マイナスの波長、と書くとめちゃくちゃスピリチュアルな世界に足をつっこんでいるようだが、その波間にたゆたっており、なにもできずいちにちがおわる。夕方にいちど寝室をでて、リビングまで向かうと、祖母が椅子の上で居眠りをしていた。わたしは彼女を起こさないように冷蔵庫から魚肉ソーセージを1本とりだし、それを本日唯一の栄養として噛みしめてから自室へもどった。ねむったりおきたり、よんだりみたりしながら、つぎの日がくるまで横たわって過ごした。

■ **与えられた依頼 1**
抽出テキストで、書き手が冷蔵庫から取り出したものは何ですか?
■ **与えられた依頼 2**
抽出テキストの「マイナスの波長、と書くとめち」から「くるまで横たわって過ごした。」までを引用してください。
■ **与えられた依頼 3**
何もできずに寝て過ごした一日をつづる文章を、最後の文のあとから書き継いでください。

■ **記録データ**

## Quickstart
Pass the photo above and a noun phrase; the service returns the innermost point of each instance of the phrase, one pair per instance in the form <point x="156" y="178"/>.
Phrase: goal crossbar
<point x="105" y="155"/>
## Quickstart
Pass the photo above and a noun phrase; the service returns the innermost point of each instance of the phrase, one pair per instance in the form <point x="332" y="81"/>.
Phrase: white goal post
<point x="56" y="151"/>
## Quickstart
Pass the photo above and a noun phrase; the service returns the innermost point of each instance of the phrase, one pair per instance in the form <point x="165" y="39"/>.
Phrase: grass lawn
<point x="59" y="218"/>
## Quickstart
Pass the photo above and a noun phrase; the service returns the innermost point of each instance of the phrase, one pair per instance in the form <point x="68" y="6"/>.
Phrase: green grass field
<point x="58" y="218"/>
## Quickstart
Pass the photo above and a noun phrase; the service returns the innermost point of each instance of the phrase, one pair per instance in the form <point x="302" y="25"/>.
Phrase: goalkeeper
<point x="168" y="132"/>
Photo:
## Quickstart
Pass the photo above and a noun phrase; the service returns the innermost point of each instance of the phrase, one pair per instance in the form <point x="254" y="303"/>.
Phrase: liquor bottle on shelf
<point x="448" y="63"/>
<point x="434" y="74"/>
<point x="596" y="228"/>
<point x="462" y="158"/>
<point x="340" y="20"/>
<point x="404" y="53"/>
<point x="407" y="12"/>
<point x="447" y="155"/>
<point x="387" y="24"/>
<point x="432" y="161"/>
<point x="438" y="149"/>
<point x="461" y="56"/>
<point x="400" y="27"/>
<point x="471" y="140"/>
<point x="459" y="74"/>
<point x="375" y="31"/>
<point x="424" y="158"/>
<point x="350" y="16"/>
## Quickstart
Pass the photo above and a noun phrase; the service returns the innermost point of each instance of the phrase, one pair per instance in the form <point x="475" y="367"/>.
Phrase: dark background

■ **正しい答え 1**
魚肉ソーセージ1本です。

■ **正しい答え 2**
マイナスの波長、と書くとめちゃくちゃスピリチュアルな世界に足をつっこんでいるようだが、その波間にたゆたっており、なにもできずいちにちがおわる。夕方にいちど寝室をでて、リビングまで向かうと、祖母が椅子の上で居眠りをしていた。わたしは彼女を起こさないように冷蔵庫から魚肉ソーセージを1本とりだし、それを本日唯一の栄養として噛みしめてから自室へもどった。ねむったりおきたり、よんだりみたりしながら、つぎの日がくるまで横たわって過ごした。

■ **正しい答え 3**
ときたまこのような日がやってくるが、そうするとまるいちにちほとんど食事を摂らないこともあり、プチ断食のような状態になる。ちまたでは健康によいとの声もきくけれど、明け方寝床を這いだして食料をもとめてフラフラしていると、どうもこいつは不健康だなとも思ってしまう。立ちくらみに襲われながら麦茶を2杯飲み、コンロにあった鍋からスープ1杯を椀によそってたいらげ、テーブルの上に置かれていたせんべいの類3種と冷蔵庫からコーラを半ボトルひっつかんで自室にもどった。愛すべきひきこもりの生活だ。ベッドに座ってバリボリし、ガブガブする。リビングにはなにもかもつけっぱなしでソファの上に横たわる父親がおり、やかましいいびきを立てていた。